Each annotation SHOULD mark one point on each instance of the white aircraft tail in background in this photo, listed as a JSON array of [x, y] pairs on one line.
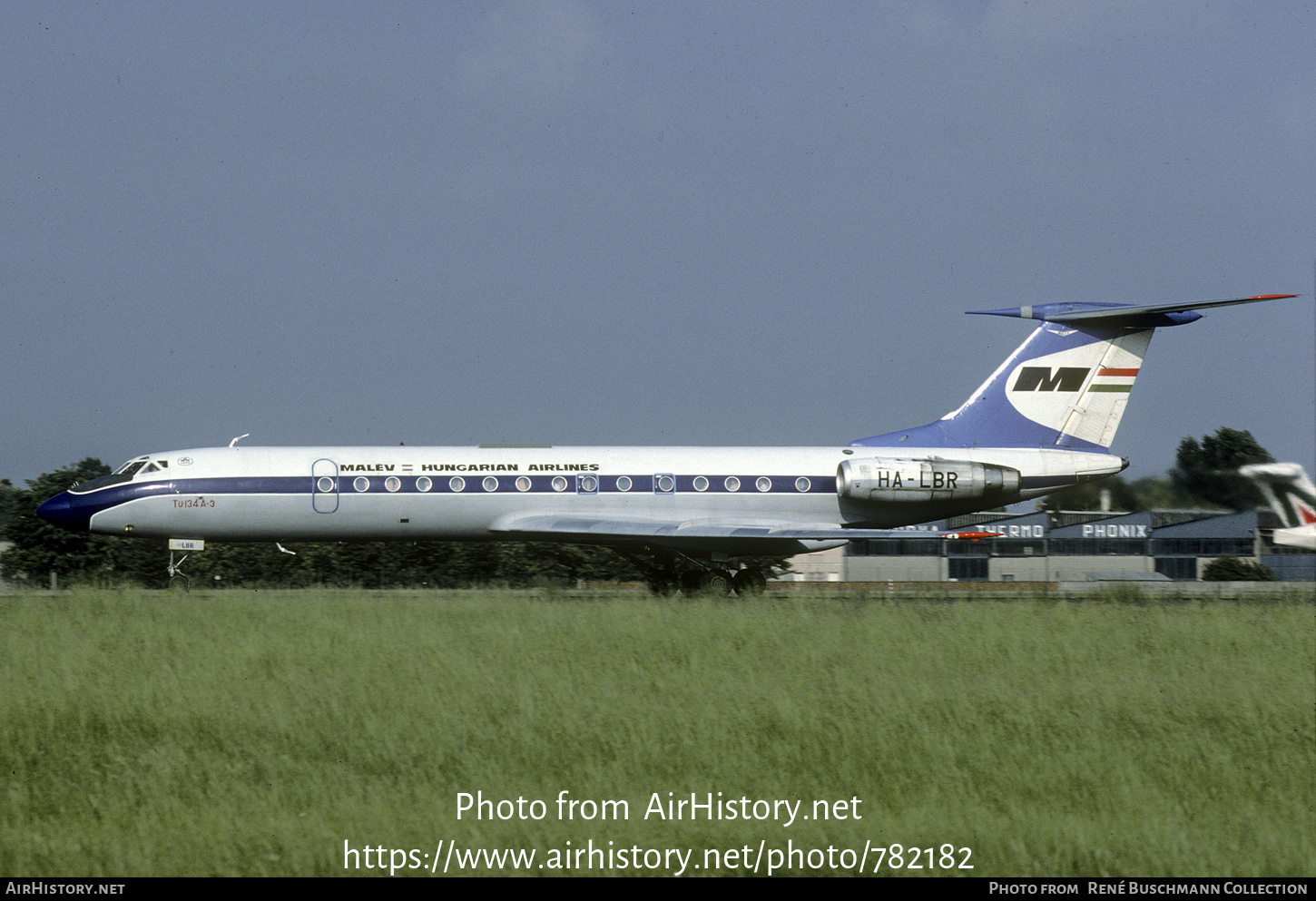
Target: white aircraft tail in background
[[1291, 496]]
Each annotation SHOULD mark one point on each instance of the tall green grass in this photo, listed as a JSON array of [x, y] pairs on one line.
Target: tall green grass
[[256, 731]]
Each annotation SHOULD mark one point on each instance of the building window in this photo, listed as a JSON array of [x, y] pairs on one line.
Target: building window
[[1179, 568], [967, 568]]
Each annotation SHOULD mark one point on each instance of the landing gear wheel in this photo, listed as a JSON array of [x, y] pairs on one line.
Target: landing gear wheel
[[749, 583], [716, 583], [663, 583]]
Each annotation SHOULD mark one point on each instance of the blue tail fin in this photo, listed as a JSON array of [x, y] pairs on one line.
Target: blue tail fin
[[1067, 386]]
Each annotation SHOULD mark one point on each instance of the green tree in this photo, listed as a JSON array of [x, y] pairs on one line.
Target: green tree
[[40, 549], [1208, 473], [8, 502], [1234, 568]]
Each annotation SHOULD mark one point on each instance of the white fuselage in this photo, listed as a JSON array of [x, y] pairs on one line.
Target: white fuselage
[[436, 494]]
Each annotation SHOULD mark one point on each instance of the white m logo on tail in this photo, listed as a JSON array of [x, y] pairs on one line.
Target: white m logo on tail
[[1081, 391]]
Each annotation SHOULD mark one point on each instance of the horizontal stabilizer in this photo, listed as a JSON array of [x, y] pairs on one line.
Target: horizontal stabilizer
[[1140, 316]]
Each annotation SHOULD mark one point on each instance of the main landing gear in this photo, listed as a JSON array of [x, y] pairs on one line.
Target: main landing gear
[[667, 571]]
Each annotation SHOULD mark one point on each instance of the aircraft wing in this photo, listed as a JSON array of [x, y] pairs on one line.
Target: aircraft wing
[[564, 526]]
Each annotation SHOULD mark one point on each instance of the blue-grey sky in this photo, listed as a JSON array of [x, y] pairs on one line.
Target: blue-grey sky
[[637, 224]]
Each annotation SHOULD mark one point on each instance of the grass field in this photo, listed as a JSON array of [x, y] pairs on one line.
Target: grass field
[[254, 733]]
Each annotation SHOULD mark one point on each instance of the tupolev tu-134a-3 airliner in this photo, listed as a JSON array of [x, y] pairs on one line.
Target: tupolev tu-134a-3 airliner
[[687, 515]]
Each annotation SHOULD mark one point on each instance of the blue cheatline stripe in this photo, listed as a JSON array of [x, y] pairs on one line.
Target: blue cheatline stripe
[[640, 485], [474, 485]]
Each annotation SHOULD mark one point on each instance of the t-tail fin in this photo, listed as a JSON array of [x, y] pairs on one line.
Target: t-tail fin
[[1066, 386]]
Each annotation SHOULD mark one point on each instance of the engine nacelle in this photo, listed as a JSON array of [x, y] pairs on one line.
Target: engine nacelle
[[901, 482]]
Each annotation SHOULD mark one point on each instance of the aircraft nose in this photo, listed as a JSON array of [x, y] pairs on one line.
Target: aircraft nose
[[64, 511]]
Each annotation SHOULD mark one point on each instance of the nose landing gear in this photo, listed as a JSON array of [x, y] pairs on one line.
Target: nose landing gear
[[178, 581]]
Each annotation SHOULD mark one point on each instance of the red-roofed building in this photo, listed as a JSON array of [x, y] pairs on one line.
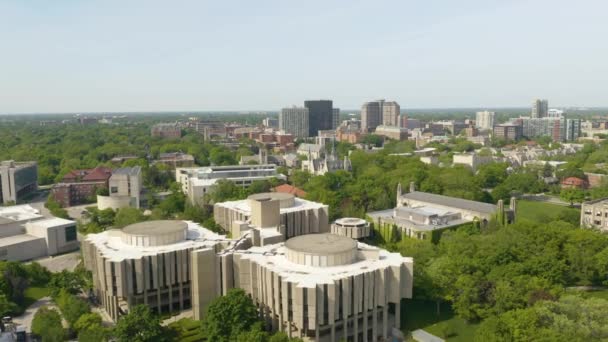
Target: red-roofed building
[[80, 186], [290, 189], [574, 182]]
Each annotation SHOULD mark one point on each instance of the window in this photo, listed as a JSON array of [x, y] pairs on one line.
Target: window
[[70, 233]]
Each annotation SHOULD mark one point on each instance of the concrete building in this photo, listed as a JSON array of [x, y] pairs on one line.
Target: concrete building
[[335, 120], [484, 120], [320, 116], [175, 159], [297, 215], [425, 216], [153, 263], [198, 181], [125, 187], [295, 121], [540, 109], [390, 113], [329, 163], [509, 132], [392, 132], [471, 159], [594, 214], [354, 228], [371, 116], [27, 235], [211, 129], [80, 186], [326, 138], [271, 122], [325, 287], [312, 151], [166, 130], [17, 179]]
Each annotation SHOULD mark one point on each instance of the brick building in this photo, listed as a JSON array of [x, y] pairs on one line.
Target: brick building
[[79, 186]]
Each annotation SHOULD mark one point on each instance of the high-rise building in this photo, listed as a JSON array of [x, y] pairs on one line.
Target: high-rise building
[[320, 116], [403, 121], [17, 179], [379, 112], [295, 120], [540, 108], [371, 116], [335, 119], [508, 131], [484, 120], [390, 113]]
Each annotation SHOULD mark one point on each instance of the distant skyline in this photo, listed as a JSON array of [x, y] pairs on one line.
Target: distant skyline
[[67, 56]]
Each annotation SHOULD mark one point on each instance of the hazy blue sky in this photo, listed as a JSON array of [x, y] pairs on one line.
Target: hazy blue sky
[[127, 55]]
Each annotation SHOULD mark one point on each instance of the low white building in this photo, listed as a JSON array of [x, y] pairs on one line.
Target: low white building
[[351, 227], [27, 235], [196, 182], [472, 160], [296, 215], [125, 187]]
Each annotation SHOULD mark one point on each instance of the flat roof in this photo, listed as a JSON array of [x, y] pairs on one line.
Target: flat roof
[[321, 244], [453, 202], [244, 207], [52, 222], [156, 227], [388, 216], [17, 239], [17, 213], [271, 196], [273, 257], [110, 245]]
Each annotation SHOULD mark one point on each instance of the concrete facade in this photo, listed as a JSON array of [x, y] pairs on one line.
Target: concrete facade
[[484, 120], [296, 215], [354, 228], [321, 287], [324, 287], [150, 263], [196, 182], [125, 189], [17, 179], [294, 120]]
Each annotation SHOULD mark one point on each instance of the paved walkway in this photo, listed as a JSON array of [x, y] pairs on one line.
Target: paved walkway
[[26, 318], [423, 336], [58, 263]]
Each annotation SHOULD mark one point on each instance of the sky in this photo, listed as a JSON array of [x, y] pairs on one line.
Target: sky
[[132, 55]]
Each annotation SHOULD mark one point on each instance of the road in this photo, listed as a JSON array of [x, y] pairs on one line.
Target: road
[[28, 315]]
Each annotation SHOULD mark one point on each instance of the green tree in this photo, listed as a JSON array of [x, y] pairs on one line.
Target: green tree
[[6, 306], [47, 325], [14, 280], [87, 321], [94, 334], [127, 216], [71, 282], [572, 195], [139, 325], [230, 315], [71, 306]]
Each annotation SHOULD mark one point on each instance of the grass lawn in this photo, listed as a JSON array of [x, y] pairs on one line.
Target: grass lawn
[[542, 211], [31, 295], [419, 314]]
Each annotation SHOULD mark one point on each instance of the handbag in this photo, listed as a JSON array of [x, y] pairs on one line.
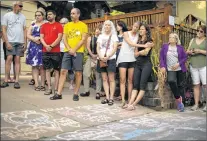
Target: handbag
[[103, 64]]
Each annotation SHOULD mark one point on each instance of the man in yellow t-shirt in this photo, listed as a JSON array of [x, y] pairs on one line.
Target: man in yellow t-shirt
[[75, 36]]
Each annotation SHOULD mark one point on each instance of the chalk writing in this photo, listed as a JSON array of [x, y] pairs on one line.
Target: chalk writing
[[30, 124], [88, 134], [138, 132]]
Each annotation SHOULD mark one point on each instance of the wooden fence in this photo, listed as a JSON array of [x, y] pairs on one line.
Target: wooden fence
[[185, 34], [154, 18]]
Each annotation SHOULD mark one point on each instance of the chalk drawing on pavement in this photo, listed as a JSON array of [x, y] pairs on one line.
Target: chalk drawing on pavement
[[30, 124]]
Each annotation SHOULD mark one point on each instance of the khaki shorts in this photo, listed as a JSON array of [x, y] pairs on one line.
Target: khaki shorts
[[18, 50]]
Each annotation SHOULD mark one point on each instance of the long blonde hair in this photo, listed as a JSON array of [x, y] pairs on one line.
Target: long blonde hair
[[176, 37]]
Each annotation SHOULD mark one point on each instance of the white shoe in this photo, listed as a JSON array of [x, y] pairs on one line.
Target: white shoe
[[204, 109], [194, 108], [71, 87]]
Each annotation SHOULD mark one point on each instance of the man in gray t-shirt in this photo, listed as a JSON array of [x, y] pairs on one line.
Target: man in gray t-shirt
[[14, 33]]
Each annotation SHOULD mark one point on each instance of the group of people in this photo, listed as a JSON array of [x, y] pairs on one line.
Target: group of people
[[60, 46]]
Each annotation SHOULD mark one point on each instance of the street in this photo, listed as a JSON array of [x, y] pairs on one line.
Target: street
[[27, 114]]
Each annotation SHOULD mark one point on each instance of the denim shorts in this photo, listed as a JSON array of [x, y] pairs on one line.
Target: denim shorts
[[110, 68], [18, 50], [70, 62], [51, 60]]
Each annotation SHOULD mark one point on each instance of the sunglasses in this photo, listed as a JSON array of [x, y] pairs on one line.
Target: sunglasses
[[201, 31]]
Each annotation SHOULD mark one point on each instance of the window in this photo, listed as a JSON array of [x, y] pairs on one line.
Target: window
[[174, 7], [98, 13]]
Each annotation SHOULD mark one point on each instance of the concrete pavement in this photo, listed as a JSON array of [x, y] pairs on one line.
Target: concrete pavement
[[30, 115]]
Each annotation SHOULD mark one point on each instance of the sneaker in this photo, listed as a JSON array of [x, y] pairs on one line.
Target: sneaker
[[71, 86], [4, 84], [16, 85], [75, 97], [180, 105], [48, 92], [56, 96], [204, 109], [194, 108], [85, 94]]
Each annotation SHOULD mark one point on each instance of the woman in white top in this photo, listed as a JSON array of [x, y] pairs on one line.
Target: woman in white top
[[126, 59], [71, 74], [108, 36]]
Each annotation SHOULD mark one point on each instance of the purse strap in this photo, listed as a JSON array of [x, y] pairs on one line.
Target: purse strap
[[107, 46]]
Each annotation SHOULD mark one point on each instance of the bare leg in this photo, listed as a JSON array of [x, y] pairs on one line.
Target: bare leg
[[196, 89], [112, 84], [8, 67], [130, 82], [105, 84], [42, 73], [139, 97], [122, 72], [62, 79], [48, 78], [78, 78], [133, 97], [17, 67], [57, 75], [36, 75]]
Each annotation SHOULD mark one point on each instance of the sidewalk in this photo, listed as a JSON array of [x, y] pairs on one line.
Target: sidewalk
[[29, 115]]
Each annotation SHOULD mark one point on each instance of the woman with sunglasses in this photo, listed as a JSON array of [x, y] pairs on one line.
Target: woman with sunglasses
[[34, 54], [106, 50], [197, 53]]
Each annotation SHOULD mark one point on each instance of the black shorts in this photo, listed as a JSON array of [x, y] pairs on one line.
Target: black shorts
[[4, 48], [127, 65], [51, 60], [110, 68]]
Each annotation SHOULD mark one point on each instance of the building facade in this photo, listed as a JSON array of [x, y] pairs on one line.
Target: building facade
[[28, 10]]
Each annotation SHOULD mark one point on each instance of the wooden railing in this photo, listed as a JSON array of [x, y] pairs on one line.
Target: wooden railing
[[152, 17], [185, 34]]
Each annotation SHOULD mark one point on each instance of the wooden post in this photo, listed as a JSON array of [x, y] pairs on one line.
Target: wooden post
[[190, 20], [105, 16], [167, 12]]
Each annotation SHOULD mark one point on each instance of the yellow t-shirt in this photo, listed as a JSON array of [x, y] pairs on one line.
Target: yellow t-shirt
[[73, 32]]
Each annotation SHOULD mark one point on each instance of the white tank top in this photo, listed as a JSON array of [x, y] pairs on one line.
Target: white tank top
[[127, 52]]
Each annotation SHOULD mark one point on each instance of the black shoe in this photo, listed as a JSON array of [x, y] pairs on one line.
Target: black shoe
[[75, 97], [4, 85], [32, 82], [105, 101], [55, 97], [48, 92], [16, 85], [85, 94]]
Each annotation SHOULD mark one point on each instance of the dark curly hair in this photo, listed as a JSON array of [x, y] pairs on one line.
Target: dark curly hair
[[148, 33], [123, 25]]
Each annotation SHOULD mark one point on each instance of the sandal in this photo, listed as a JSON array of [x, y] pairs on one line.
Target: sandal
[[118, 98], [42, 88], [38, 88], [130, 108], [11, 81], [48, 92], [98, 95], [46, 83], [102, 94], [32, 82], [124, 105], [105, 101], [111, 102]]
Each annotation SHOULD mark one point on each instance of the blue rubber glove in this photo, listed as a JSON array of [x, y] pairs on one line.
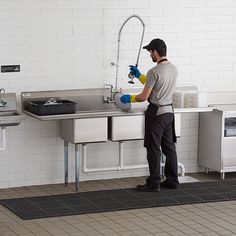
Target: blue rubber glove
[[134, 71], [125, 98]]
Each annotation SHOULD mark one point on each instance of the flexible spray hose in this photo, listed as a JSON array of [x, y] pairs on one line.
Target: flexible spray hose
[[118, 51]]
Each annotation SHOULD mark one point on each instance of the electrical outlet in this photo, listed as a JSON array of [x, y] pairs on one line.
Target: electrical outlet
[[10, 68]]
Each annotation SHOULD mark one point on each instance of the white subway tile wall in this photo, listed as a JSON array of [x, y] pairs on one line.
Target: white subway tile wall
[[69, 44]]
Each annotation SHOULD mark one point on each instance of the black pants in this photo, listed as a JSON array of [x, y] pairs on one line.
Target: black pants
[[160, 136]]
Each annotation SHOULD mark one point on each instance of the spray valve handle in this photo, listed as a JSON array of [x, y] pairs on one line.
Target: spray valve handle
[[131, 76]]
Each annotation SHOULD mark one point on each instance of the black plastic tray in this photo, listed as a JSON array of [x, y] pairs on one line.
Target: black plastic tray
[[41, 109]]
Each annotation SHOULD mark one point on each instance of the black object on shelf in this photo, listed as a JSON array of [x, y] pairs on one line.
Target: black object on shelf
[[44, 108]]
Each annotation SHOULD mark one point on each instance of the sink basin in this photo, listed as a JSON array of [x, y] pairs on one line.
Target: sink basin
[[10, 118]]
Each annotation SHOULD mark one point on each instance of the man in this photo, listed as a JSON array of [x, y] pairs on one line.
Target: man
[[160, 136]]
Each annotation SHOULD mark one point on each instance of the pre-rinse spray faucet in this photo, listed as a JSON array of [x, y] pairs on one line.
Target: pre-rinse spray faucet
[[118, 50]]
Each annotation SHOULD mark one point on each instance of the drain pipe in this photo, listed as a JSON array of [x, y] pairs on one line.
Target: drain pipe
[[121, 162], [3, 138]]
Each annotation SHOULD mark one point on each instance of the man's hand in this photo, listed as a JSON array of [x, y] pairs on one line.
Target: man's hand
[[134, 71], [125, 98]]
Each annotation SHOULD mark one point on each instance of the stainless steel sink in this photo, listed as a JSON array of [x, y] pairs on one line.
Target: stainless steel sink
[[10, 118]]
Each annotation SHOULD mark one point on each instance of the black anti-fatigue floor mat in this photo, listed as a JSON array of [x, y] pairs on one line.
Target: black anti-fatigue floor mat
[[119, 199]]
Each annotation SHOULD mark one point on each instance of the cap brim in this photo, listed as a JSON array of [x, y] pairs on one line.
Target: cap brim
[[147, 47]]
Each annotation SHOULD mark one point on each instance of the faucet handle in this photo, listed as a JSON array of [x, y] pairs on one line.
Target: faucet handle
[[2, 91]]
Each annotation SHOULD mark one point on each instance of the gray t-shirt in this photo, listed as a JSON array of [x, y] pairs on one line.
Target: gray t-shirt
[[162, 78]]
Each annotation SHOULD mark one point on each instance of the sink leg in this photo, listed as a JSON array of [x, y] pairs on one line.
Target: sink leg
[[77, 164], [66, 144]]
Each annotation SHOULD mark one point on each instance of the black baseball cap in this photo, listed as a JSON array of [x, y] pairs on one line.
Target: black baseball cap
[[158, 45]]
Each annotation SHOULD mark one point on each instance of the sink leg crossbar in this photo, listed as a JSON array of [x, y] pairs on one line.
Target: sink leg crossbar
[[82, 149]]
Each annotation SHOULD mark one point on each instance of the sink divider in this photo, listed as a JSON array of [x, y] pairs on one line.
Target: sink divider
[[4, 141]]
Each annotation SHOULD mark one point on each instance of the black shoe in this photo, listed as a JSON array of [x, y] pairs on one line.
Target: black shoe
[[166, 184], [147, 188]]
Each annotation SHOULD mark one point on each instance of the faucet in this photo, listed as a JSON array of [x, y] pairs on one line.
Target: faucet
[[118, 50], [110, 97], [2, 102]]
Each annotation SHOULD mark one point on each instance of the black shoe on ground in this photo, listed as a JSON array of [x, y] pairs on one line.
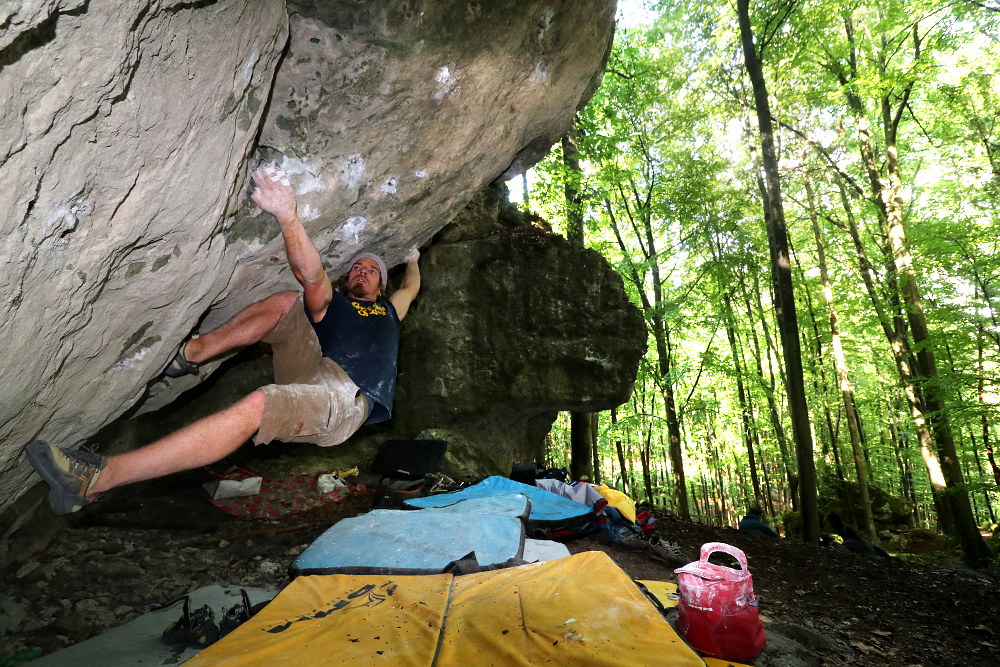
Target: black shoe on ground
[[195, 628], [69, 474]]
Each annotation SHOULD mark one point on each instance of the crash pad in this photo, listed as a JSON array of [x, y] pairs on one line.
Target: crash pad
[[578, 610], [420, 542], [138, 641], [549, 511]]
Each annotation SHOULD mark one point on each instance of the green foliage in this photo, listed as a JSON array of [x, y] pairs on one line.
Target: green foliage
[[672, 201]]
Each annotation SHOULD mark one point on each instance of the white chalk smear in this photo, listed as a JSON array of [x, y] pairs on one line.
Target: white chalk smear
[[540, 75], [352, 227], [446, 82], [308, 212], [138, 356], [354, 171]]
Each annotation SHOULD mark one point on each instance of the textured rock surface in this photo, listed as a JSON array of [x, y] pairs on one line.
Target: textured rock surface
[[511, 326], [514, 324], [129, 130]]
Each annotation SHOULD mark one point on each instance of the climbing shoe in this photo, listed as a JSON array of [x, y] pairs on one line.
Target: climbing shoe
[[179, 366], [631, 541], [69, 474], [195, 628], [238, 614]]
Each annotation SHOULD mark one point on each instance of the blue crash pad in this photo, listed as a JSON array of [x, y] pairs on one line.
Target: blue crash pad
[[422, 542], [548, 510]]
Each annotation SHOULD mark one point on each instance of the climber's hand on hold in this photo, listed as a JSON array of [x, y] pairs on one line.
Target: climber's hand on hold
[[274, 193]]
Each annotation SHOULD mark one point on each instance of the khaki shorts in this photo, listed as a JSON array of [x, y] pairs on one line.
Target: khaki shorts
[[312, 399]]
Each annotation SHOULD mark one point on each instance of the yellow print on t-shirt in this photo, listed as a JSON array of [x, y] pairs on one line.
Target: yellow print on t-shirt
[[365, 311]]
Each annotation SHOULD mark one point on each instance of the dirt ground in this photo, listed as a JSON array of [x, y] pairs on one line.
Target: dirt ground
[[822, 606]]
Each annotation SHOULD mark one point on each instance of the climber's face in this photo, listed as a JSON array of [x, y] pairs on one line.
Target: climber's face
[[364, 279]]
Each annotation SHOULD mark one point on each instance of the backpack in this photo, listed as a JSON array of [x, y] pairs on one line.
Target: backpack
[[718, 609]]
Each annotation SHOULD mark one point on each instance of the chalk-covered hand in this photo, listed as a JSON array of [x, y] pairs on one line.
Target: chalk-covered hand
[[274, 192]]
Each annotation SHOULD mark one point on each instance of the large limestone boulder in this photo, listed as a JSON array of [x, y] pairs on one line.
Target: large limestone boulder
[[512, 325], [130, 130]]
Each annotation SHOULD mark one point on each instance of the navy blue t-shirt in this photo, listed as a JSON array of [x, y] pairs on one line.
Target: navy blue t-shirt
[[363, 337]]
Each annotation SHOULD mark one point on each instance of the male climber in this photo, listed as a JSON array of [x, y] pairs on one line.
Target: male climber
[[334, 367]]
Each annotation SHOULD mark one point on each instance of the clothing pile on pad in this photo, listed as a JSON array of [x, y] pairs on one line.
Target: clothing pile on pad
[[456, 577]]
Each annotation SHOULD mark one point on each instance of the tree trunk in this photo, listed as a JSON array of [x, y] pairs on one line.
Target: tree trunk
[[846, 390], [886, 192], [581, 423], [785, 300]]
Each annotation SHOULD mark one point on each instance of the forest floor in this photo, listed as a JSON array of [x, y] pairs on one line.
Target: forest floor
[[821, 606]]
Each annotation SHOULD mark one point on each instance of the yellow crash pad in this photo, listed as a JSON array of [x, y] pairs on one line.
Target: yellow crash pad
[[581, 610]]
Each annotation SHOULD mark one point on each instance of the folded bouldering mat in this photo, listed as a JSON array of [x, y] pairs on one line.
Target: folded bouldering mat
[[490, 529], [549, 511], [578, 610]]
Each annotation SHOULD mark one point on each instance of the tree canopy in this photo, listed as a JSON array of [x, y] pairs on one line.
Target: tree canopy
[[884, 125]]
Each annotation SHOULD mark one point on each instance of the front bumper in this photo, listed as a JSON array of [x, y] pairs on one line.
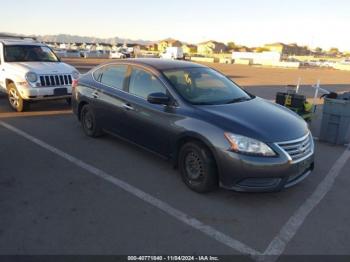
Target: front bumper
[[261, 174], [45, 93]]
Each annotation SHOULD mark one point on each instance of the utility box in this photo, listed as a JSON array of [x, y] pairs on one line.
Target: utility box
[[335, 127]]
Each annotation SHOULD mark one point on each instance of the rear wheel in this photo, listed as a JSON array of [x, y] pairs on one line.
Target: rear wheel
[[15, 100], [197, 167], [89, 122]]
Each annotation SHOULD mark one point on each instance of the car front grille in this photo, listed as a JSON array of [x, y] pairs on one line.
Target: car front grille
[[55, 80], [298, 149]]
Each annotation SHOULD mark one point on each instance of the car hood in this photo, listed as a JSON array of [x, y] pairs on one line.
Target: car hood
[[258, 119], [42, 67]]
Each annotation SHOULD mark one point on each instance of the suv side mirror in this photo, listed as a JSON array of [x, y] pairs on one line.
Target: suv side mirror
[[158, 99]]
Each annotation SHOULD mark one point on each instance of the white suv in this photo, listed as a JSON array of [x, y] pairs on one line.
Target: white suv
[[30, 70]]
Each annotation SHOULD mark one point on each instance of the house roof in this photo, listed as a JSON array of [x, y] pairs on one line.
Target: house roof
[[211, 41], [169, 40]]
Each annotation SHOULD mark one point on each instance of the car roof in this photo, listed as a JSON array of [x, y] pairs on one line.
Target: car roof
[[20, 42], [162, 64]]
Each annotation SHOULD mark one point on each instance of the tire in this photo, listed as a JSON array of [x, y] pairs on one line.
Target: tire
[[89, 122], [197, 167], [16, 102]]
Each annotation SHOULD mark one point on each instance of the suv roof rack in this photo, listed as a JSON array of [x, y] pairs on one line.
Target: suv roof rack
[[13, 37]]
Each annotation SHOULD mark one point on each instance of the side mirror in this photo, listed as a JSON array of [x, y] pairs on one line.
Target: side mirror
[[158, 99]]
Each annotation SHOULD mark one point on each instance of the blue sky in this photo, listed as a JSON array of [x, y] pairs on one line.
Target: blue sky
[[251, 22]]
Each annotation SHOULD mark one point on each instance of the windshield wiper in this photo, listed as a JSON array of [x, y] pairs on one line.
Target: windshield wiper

● Aim: Recast everything from the line containing "the climber's hand" down to the line containing "[[312, 399]]", both included, as a JSON list of strings with one string per line and blank lines omitted.

● Expected answer:
[
  "Each annotation SHOULD mark one point on each instance of the climber's hand on hold in this photo, listed as a JSON array of [x, y] pairs on one line.",
  "Target: climber's hand on hold",
  "[[274, 193]]",
  "Each annotation SHOULD mark one point on each instance of the khaki shorts in this photo, listed as a JSON array of [x, y] pairs on one line.",
  "Target: khaki shorts",
  "[[312, 399]]"
]